**TASK BRIEF**
In the listing that follows, determine how many lines include the word "riot". Respond with that number alone.

DATA SHOWN START

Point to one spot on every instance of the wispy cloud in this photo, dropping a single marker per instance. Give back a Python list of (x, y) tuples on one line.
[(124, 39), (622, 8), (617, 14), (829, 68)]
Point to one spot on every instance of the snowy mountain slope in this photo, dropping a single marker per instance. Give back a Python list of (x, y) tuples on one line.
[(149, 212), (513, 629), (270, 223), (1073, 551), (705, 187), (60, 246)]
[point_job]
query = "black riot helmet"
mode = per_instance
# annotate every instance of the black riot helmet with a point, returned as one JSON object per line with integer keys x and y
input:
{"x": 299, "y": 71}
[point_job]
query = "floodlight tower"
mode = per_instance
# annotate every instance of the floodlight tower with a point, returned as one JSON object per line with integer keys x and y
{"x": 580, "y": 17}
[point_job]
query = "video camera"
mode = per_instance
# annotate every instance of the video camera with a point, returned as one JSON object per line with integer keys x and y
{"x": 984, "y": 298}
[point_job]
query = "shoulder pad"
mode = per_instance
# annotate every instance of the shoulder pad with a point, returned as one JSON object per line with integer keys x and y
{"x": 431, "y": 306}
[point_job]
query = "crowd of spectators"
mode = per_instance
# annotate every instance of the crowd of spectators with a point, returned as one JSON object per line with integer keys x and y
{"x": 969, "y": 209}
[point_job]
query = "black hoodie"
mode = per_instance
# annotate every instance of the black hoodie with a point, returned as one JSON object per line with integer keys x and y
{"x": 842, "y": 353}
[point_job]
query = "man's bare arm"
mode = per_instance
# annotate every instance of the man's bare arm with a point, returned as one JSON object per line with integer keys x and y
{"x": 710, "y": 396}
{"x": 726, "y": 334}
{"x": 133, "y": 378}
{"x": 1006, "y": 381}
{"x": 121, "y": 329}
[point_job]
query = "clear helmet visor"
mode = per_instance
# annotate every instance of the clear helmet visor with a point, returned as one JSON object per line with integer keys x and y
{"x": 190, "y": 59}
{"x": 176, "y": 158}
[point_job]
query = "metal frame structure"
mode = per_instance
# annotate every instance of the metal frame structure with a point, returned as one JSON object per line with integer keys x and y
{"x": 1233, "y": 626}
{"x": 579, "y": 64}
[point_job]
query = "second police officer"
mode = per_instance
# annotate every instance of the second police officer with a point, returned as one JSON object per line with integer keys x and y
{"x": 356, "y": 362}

DATA SHOWN END

**FINISHED EXERCISE**
2